-- STUDY MATERIAL follows --

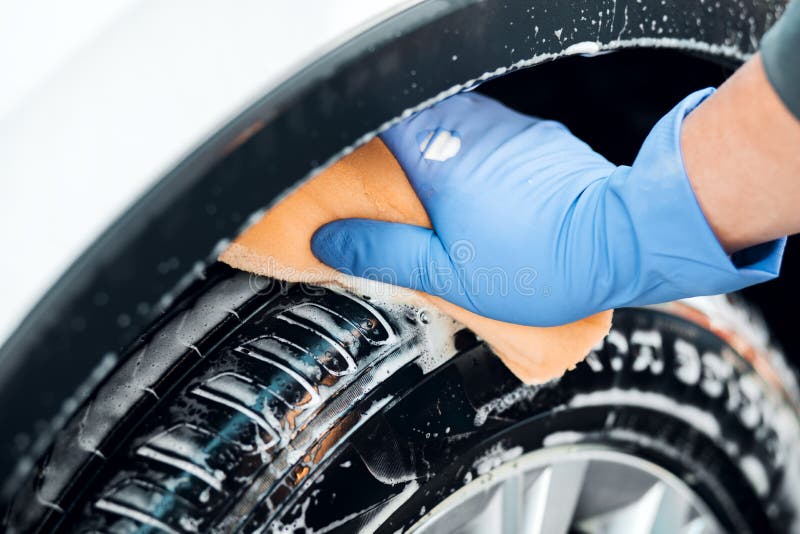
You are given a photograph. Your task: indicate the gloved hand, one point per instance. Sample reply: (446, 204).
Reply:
(531, 226)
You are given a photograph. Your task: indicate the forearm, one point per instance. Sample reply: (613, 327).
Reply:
(741, 149)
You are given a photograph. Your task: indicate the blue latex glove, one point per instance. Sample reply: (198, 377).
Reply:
(531, 226)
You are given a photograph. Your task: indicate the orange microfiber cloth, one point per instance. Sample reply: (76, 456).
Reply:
(369, 183)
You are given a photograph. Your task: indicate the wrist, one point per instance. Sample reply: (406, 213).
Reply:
(678, 253)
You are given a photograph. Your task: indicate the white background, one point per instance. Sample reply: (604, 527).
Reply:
(98, 98)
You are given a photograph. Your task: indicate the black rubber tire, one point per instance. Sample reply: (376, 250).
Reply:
(253, 405)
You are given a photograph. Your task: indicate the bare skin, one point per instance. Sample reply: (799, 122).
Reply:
(741, 149)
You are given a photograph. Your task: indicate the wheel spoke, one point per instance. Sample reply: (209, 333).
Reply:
(551, 500)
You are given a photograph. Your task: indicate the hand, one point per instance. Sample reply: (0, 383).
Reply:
(531, 226)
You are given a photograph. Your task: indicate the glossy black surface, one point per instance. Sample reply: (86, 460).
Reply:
(112, 292)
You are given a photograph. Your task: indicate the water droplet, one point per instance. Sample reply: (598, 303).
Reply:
(423, 316)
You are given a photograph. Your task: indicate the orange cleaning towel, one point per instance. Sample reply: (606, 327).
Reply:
(369, 183)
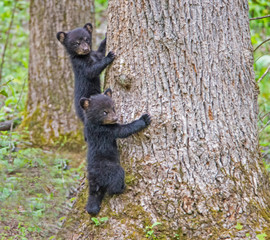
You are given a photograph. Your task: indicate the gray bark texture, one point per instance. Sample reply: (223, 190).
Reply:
(197, 169)
(50, 110)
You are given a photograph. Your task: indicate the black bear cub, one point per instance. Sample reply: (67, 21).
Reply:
(87, 64)
(105, 173)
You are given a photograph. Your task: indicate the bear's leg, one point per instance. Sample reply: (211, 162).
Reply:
(96, 195)
(117, 184)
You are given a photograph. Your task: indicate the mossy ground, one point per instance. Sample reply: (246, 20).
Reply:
(37, 188)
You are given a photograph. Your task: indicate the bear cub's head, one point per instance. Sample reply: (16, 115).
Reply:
(77, 41)
(99, 109)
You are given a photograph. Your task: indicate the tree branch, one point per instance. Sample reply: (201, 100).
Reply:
(259, 17)
(265, 73)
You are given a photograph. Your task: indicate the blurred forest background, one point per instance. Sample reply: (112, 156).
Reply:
(38, 184)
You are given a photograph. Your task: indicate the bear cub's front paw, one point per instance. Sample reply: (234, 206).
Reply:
(146, 118)
(92, 209)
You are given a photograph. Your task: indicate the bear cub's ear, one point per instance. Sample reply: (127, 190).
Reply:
(88, 27)
(61, 36)
(85, 103)
(108, 92)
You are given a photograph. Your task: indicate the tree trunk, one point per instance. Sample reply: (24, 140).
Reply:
(197, 169)
(50, 108)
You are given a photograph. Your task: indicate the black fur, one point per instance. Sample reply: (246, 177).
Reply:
(105, 173)
(87, 64)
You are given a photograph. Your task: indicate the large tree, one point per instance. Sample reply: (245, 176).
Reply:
(197, 169)
(50, 110)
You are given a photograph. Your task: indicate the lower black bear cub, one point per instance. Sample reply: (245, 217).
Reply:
(105, 173)
(87, 64)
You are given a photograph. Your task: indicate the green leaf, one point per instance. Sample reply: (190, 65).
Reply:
(261, 236)
(155, 224)
(4, 93)
(96, 221)
(104, 219)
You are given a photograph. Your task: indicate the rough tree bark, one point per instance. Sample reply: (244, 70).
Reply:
(197, 169)
(50, 111)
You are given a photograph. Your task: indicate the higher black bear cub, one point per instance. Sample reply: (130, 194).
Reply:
(87, 64)
(105, 173)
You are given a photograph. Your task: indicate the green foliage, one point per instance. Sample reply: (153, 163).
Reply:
(261, 236)
(34, 187)
(260, 31)
(150, 231)
(239, 226)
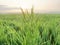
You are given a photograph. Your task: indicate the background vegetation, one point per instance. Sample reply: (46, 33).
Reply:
(31, 29)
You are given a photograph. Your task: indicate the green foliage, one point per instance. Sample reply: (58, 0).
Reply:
(30, 29)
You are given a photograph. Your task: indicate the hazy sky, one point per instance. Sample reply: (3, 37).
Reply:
(43, 5)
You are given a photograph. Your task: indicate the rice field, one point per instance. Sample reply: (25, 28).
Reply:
(31, 29)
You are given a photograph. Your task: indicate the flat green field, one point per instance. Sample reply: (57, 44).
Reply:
(37, 29)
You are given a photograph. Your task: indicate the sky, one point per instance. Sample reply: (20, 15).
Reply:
(39, 5)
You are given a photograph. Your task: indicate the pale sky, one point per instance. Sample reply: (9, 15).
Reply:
(42, 5)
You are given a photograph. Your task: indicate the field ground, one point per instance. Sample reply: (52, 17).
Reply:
(37, 29)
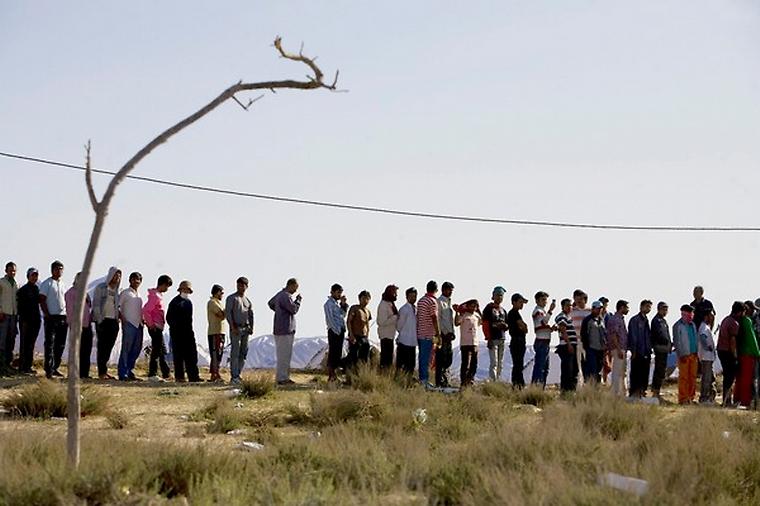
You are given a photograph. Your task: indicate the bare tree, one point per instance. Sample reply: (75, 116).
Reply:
(314, 81)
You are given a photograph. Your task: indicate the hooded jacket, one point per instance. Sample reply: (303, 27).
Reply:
(100, 297)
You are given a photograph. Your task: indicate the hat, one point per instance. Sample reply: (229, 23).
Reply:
(186, 285)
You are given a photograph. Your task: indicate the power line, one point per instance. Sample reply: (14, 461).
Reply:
(382, 210)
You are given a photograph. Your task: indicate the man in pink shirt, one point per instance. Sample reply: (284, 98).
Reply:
(154, 315)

-- STUDY MATERIAL concluded --

- **WHAT YOU NEED TO DO**
Return each record as written, minus its images.

- **ANSWER FOR THE TASK**
You are given a photograph. Your task: indicate the gloved hand, one point per instance. Sample reply: (446, 204).
Reply:
(531, 226)
You are given a photograph. Your task: indicate the forearm, one point per instance. Sample reply: (613, 327).
Reply:
(741, 149)
You are given a photograph. Your task: indicate the blue latex glove, one point per instance. Sample reply: (198, 377).
Reply:
(531, 226)
You are given a photograph. Your task: indicate the orange microfiber cloth, one point per instance. Sample reply: (76, 456).
Reply:
(369, 183)
You are given a photograph. Your task: indicate the wrist, one point per instance. Sample reply: (406, 213).
Reply:
(678, 253)
You are given a photograph. Your task: indicate the white background, one point per instance. Sample reply: (604, 527).
Reply:
(98, 98)
You are given a photograph. Your task: indicate the black rubber tire, one point per instance. Sample reply: (376, 250).
Reply:
(253, 405)
You are given a photograph. Your task: indicate the bare skin, one point per instance. Sample reply: (799, 122).
Reply:
(741, 149)
You are given a photograph. Your task: indicate the wheel spoke, one point per instance. Sample reply: (209, 333).
Reply:
(551, 500)
You are given a photograph. Your task: indicate the hand, one point per instance. Sample reply: (0, 383).
Reply:
(531, 226)
You are given a photograph. Your task: indicate the glossy black surface, one point per instance. Sample reply: (86, 460).
Reply:
(112, 292)
You are given a photograph. Your task: indicate the water droplet, one point per instance. Sample reply: (598, 303).
Reply:
(423, 316)
You are given a photograph. Your task: indicate the orange cleaning towel, one point per instance. Sample reply: (606, 327).
Reply:
(369, 183)
You are given a photograph. Your task: indicate the gray bark texture, one point per instance. Sample reply: (223, 190).
Reply:
(197, 169)
(50, 110)
You are given a photograph. Your task: indicate the black bear cub, one point per instance. Sample reply: (67, 21).
Reply:
(87, 64)
(105, 173)
You are given a photograph. Your task: indicate the bear's leg, one point per instance. Sample reply: (211, 162).
Reply:
(96, 195)
(117, 184)
You are given a photograph. Your task: indicate the mossy ground, one point per instance. Sample reply: (246, 20).
Reply:
(37, 188)
You are given a photograph. Your task: indicate the bear cub's head, one point per instance. Sample reply: (16, 115).
Reply:
(77, 41)
(99, 109)
You are given a photograph. Your task: indicate the tree branch, one point per instance. Sample reply: (201, 100).
Reply:
(259, 17)
(265, 73)
You are given a photograph. Your task: indicate the blurred forest background, one point per instance. Sample reply: (112, 156).
Reply:
(38, 184)
You are given a photograph. Your task: indicate the bear cub's front paw, one point per instance. Sample reply: (234, 206).
Reply:
(146, 118)
(92, 209)
You are given a photograph. Your task: indicate the bear cub's ear, one point per instance. Sample reply: (127, 190).
Reply:
(88, 27)
(61, 36)
(85, 103)
(108, 92)
You are given a photograph. Your task: indicate the tree trunk, one point per instance. Sample reply: (24, 140).
Reply:
(197, 169)
(50, 108)
You are given a photograph. Your task: indicate the black fur, one point per instance. Sample reply: (246, 177).
Reply:
(105, 173)
(87, 64)
You are given a photograph. Your task: indicate the large tree, one point per instance. Sample reply: (245, 176).
Reply:
(197, 169)
(50, 110)
You are given a photograph. Your task: indicate the lower black bear cub, one point per instance. Sample reply: (245, 217).
Reply:
(105, 173)
(87, 64)
You are given a photograph. Your task: indicate the green leaf, one point per instance. Sample reply: (190, 65).
Reply:
(261, 236)
(155, 224)
(4, 93)
(96, 221)
(104, 219)
You are given a photograph. Your task: indicate the rough tree bark, one point per instance. Sample reply: (244, 70).
Reply:
(197, 169)
(50, 111)
You are given a photograph. Your task: indicate the higher black bear cub, one point per instance. Sample reply: (130, 194).
Reply:
(87, 64)
(105, 173)
You are given a photograph. Your task: indicate the green foliage, one point per instance. Sample reply: (153, 163).
Reply:
(261, 236)
(34, 187)
(260, 31)
(150, 231)
(239, 226)
You are given a photograph. Your task: indicate the background vegetation, one point per instance. Sample reply: (46, 33).
Reply:
(31, 29)
You are given a photograph. Your task: indicate the green foliage, one point per instance. Sample reply: (58, 0).
Reply:
(30, 29)
You are given a photograph. Your task: indicate the hazy sky, one point per instance. Sample reply: (3, 37).
Reply:
(43, 5)
You are given a photograph. Your task: indicate the rice field, one point per instance. Sample reply: (25, 28).
Reply:
(31, 29)
You are given a photograph. Your task: indicate the flat green field, one point per instance. Sample reply: (57, 44).
Reply:
(37, 29)
You are given a photograph. Your task: indicate the sky, one point per instance. Sample reply: (20, 15).
Reply:
(39, 5)
You are given a photograph. Your task: indicate the pale sky, one point per instance. Sample reply: (9, 15).
Reply:
(42, 5)
You are given a photograph. Your task: indicate the field ground, one point per instance. Sample reply: (52, 17).
Reply:
(37, 29)
You are given a photograph. Your task: indicate the bare tree, one point per instance. Sample reply: (75, 116).
Reply:
(314, 81)
You are given a photograph. Your task: indicate the hooded jacket, one point per instance. Sample reply: (303, 27).
Reply:
(100, 297)
You are given a photograph. Your task: indicate the hat, one point per instance. Sample reply: (229, 23).
Reply:
(186, 285)
You are given a photograph. Your task: indicate the power line, one point per instance. Sample reply: (14, 461).
Reply:
(382, 210)
You are given a photograph. Your task: indicate the man in pink shirt, one point per instance. Sample reply: (284, 98).
Reply:
(154, 315)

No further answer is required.